Can you output the records below exactly as they are written?

☆ ☆ ☆

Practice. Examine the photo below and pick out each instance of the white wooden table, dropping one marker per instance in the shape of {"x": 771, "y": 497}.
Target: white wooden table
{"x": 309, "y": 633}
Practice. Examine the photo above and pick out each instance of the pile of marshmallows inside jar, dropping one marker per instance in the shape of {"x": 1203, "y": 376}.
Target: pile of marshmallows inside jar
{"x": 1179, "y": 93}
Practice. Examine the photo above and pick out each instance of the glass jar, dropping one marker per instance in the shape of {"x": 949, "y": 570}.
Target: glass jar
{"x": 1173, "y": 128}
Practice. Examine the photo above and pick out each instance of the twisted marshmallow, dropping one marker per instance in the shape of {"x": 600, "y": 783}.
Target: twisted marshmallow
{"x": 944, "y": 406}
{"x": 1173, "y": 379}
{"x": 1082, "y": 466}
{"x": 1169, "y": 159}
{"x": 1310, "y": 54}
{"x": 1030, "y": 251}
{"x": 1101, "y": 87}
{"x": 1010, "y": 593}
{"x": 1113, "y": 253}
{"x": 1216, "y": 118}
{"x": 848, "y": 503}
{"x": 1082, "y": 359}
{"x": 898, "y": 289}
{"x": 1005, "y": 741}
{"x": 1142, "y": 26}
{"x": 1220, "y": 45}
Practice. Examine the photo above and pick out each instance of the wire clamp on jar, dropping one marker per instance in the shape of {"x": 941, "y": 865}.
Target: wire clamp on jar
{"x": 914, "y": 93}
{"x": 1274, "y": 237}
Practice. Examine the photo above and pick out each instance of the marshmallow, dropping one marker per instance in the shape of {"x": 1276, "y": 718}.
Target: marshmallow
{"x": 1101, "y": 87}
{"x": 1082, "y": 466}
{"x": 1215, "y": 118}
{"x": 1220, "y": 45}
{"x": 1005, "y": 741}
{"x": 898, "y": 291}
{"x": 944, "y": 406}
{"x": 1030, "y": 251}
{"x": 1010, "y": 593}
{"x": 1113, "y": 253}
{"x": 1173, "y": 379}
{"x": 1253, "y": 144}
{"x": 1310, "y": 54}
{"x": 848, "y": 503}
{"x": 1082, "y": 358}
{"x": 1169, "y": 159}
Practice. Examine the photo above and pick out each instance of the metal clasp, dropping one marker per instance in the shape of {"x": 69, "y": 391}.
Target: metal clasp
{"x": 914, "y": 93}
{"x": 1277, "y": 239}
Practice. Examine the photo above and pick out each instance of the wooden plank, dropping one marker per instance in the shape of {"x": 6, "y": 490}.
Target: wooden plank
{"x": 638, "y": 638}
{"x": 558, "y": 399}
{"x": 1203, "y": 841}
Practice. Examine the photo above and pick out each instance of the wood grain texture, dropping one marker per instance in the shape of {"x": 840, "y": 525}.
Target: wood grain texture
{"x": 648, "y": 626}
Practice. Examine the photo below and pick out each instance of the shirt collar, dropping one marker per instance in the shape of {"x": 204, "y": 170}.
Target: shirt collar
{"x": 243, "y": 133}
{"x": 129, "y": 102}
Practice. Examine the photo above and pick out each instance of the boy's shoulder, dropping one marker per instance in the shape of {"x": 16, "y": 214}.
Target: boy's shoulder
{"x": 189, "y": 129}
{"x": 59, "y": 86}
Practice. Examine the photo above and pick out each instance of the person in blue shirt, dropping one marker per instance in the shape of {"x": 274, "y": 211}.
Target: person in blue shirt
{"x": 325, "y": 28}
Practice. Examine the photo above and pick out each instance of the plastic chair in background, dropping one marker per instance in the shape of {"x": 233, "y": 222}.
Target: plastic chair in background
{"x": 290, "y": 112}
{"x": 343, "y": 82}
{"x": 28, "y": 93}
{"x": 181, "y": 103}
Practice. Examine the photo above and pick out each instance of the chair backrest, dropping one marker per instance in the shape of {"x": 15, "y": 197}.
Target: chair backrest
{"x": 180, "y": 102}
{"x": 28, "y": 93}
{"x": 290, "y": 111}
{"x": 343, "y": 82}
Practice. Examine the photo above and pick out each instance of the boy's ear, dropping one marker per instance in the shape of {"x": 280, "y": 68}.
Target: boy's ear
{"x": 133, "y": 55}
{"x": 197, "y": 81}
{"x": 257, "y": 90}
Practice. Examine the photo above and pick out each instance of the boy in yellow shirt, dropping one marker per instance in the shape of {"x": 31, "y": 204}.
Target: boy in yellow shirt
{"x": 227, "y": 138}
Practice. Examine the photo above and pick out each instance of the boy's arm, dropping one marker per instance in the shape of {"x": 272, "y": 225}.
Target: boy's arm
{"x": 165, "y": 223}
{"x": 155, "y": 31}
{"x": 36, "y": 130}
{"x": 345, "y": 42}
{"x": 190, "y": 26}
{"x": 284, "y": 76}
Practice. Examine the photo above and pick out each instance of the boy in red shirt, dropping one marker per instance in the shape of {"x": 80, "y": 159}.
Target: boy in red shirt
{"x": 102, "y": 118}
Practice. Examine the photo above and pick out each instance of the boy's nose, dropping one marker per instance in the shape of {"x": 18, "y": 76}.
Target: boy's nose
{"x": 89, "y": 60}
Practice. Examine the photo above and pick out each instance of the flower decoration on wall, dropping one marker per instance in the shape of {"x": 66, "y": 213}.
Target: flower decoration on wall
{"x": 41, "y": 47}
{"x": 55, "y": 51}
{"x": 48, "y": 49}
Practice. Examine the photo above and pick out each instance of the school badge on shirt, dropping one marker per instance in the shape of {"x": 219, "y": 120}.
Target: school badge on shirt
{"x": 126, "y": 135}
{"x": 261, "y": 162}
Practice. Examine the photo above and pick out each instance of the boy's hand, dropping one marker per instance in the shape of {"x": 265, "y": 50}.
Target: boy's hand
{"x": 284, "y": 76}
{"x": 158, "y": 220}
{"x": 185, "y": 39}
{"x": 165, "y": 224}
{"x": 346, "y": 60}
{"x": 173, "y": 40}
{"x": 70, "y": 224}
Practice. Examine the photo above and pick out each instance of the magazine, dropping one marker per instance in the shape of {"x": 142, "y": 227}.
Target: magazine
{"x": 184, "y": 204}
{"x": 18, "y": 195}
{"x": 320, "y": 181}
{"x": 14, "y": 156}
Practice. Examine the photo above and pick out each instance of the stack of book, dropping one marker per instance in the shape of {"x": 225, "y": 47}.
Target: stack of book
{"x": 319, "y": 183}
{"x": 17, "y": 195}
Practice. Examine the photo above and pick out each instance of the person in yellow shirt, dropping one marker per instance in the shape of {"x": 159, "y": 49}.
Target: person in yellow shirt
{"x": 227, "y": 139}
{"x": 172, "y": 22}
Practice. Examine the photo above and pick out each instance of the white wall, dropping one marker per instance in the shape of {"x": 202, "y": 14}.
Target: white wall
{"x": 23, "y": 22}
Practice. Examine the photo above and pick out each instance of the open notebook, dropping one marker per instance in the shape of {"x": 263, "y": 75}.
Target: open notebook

☆ ☆ ☆

Finished task:
Practice. Examine the photo below and pick out each instance of the white wooden table, dropping one marker per instance in the shape of {"x": 771, "y": 497}.
Target: white wooden table
{"x": 309, "y": 633}
Practice. Examine the photo above and pick out each instance of the pile of marshmallows inside jar, dropping one marker per instance in the shape of {"x": 1203, "y": 376}.
Target: pile of marshmallows inside jar
{"x": 1179, "y": 93}
Practice. Examine the photo above and pick out each instance of the glass jar, dropping one marker per instance in the shape of {"x": 949, "y": 570}.
Target: glass jar
{"x": 1173, "y": 128}
Practice. Examine the photo above and pick out each instance of the twisted marshmallow, dropping one marker per instance in the shape of {"x": 600, "y": 783}.
Target: twisted marshmallow
{"x": 944, "y": 406}
{"x": 1173, "y": 379}
{"x": 1082, "y": 466}
{"x": 1169, "y": 159}
{"x": 1310, "y": 54}
{"x": 1030, "y": 251}
{"x": 1101, "y": 87}
{"x": 1010, "y": 593}
{"x": 1113, "y": 253}
{"x": 1216, "y": 118}
{"x": 848, "y": 503}
{"x": 1082, "y": 359}
{"x": 898, "y": 289}
{"x": 1005, "y": 741}
{"x": 1142, "y": 26}
{"x": 1220, "y": 45}
Practice. Examine the photo above and pick out each instance of the wire clamp on jar, dropping one marker per instance in the shape of {"x": 941, "y": 865}.
Target: wire clamp on jar
{"x": 914, "y": 93}
{"x": 1274, "y": 237}
Practice. Examine the photo above and pick out each instance of the marshmallow, dropping one marker per instance in the shape of {"x": 1276, "y": 718}.
Target: marshmallow
{"x": 1101, "y": 87}
{"x": 1082, "y": 466}
{"x": 1215, "y": 118}
{"x": 1220, "y": 45}
{"x": 1005, "y": 741}
{"x": 898, "y": 291}
{"x": 944, "y": 406}
{"x": 1030, "y": 251}
{"x": 1010, "y": 593}
{"x": 1113, "y": 253}
{"x": 1173, "y": 379}
{"x": 1253, "y": 144}
{"x": 1310, "y": 54}
{"x": 848, "y": 503}
{"x": 1082, "y": 358}
{"x": 1169, "y": 159}
Practice. Examine the photo above and pick out each instance of the metal clasp, dropping one marker per instance in the shape of {"x": 69, "y": 391}.
Target: metal clasp
{"x": 914, "y": 93}
{"x": 1277, "y": 239}
Practice. Examine the photo above and pick out each instance of the wooden plank, dropping one marker per instance in the shape of {"x": 6, "y": 490}.
Target: wooden plank
{"x": 638, "y": 638}
{"x": 558, "y": 399}
{"x": 1203, "y": 841}
Practice. Examine the photo above and pick out each instance of the wood grain texture, dropping one marker per instance in the shape of {"x": 840, "y": 525}.
Target: wood grain texture
{"x": 648, "y": 626}
Practice. Examine the photo below and pick out each instance of the shirt collar, dropping one marker per instance in the shape of {"x": 204, "y": 170}.
Target: shirt collar
{"x": 243, "y": 133}
{"x": 129, "y": 102}
Practice. Examine the photo above and pick out each instance of the boy's shoulder, dropping one marker per instance in the shape of {"x": 16, "y": 214}.
Target: boy's shoulder
{"x": 189, "y": 129}
{"x": 59, "y": 86}
Practice. Examine the photo above and pick out each instance of the person in blue shirt, dropping one marker per instance in the shape of {"x": 274, "y": 211}.
Target: person in blue shirt
{"x": 325, "y": 28}
Practice. Examine the photo above and pick out each instance of the plastic chair in background, dropping one marker per instance in the shape of {"x": 233, "y": 222}.
Target: plastic chair in background
{"x": 290, "y": 112}
{"x": 343, "y": 82}
{"x": 28, "y": 93}
{"x": 181, "y": 103}
Practice. Examine the photo above and pick out each instance of the chair backrest, dropping one marker per instance in the shape of {"x": 15, "y": 197}.
Target: chair backrest
{"x": 180, "y": 102}
{"x": 28, "y": 93}
{"x": 290, "y": 111}
{"x": 343, "y": 82}
Practice. Examine the photo above and pick out each instance of the boy's ear, dropping one marker per instance in the shape of {"x": 280, "y": 68}.
Target: boy's ear
{"x": 133, "y": 55}
{"x": 197, "y": 81}
{"x": 257, "y": 90}
Practice. Examine the photo above and pick out each instance of the boy in yellow shirt, dropping one marker per instance in the shape of {"x": 31, "y": 204}.
Target: boy in yellow shirt
{"x": 227, "y": 138}
Practice. Examine the photo above and pick out each instance of the boy's arm, dropping one marker per instance in the shape of {"x": 272, "y": 225}.
Target: boy's arm
{"x": 165, "y": 223}
{"x": 155, "y": 31}
{"x": 36, "y": 130}
{"x": 345, "y": 42}
{"x": 190, "y": 26}
{"x": 284, "y": 76}
Practice. Examine the photo above and pick out each instance of the boy in red shirt, dropping one marker per instance in the shape of {"x": 80, "y": 159}.
Target: boy in red shirt
{"x": 102, "y": 118}
Practice. Examine the photo above and pick out each instance of the boy's nose, dropping one marker per instance in the shape of {"x": 18, "y": 76}.
Target: boy's nose
{"x": 89, "y": 60}
Practice. Examine the photo above and pick out each instance of the flower decoration on wall, dropping one marker per instance in the shape of {"x": 66, "y": 213}.
Target: flower decoration on wall
{"x": 41, "y": 47}
{"x": 55, "y": 51}
{"x": 48, "y": 49}
Practice. Examine the photo above and pick out each instance of the school badge on shirt, dropping one marker per instance in the shape of {"x": 219, "y": 120}.
Target: school badge on shirt
{"x": 126, "y": 135}
{"x": 261, "y": 162}
Practice. Examine the photo above and pick out each instance of the boy's hand, dropping one marker per instance in the shape of {"x": 265, "y": 50}.
Target: boy's hand
{"x": 284, "y": 76}
{"x": 158, "y": 220}
{"x": 185, "y": 39}
{"x": 165, "y": 224}
{"x": 346, "y": 60}
{"x": 173, "y": 40}
{"x": 70, "y": 224}
Practice. Examine the photo above and pick out each instance of the magazine, dropping one marker per instance in the shape of {"x": 142, "y": 227}.
Target: magazine
{"x": 184, "y": 204}
{"x": 18, "y": 195}
{"x": 320, "y": 181}
{"x": 14, "y": 156}
Practice. Examine the photo above and pick out each instance of the stack of book, dropping one marker per instance in the shape of {"x": 225, "y": 47}.
Target: stack of book
{"x": 319, "y": 183}
{"x": 17, "y": 195}
Practice. Examine the photo above and pick out each instance of the person in yellow shirt, dropping one marker per instance in the shape of {"x": 159, "y": 49}.
Target: person in yellow shirt
{"x": 227, "y": 139}
{"x": 172, "y": 22}
Practice. Examine the photo above and pick out each instance of the white wall, dropping one marker per instance in the shape of {"x": 202, "y": 14}.
Target: white wall
{"x": 23, "y": 22}
Practice. Examine the photo above and pick out each instance of the open notebook, dropping one marker per instance in the shape of {"x": 263, "y": 75}.
Target: open notebook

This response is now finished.